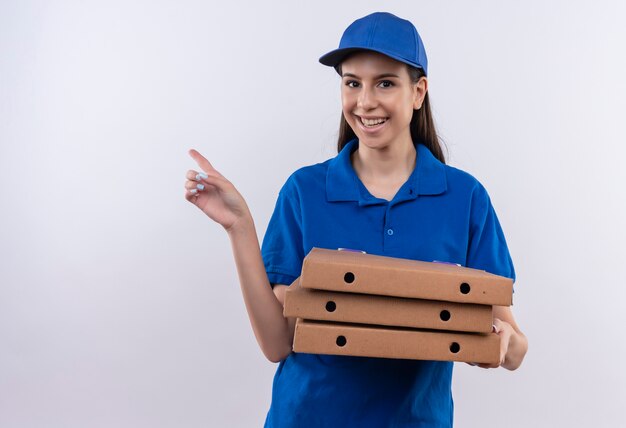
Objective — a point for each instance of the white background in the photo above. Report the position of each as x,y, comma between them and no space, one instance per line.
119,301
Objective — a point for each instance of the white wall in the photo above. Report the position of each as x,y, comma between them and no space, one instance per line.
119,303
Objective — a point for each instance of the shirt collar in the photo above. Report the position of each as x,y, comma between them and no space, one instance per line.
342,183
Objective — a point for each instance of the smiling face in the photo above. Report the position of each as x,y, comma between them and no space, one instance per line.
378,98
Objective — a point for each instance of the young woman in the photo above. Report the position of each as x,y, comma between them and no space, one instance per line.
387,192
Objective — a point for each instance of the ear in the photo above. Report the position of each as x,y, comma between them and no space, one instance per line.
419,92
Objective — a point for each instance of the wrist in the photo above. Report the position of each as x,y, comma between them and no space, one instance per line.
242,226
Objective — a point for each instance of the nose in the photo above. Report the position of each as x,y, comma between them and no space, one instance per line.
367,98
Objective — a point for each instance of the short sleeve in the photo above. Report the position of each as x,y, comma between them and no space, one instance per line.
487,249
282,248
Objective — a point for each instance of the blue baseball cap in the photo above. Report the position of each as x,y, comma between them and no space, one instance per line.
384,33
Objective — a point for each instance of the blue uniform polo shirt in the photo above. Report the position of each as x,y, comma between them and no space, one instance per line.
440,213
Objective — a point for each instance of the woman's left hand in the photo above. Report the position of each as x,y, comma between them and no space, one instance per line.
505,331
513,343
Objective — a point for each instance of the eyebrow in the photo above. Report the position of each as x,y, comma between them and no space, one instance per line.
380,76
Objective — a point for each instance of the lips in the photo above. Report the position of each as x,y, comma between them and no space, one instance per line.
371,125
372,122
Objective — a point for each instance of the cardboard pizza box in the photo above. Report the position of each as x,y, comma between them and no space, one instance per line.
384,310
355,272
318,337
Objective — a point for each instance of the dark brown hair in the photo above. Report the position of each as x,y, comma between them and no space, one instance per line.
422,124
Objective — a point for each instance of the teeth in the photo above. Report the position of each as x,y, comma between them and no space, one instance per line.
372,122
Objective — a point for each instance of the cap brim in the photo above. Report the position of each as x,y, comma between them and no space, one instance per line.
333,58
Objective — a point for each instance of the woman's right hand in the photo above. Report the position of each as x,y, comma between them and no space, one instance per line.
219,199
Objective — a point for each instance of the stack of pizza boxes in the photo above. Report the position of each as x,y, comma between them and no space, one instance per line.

----

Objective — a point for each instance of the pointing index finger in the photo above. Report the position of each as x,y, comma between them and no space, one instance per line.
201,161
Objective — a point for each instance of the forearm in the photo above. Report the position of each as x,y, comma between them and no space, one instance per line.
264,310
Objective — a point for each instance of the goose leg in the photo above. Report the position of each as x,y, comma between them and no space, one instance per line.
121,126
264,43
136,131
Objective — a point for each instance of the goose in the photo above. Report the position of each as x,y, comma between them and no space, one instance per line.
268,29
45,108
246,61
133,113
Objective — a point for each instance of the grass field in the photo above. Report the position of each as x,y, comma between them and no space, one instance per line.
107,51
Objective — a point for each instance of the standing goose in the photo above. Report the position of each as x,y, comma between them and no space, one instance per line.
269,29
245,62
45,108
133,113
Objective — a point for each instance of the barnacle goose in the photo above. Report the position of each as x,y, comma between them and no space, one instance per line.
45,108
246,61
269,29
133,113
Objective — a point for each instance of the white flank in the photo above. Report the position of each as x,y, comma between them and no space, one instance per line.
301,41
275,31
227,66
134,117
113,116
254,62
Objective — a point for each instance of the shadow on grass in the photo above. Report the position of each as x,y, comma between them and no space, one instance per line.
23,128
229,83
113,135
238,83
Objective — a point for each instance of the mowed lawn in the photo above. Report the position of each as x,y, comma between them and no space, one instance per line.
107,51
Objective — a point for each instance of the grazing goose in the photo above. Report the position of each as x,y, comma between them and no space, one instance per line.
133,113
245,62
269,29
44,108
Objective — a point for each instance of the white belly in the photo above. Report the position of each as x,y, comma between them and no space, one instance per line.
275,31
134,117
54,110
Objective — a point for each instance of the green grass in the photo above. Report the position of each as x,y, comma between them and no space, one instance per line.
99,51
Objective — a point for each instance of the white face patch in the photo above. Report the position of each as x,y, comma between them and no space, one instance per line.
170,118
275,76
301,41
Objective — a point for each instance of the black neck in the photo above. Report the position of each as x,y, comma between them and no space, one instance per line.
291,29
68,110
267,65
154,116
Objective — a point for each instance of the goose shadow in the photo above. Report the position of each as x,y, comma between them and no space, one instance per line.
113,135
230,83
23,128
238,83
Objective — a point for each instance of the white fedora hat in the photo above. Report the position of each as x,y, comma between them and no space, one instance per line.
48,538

----

Instruksi: Skalakan baris-baris mulai dari baris yang memuat "Objective — a point for each instance of the dark" sampai baris yang memuat "Objective — a point for each instance of the stack", termasuk kedua baris itu, dengan menuliskan ulang semuanya. Setiap koordinat titik dikalikan 1,35 lalu dibulatkan ke bilangan bulat terdekat, dan nilai setengah dibulatkan ke atas.

Jawaban di bawah:
Objective — a point for each instance of the dark brown hair in the photo above. Report the position of each as x,y, comma between them and no space, one instance per line.
570,167
Objective — a point for each instance of the teeth in the photo above. Report the position of each as x,y, comma between them and no space, one instance per line.
502,165
Objective — a point for each instance of the cap brim in the photo above. Report the position of each as x,y, comma between them and no space, one instance per line.
450,78
Objective — a point for each instance of the woman's right hand in the photo above. Report the position of each as x,y, comma between them and no space, one instance per line.
296,269
Objective — a point for each instance of the stack of pizza boxes in the photo above. Report the position of each as x,y, comma between them and no space, one instance per line.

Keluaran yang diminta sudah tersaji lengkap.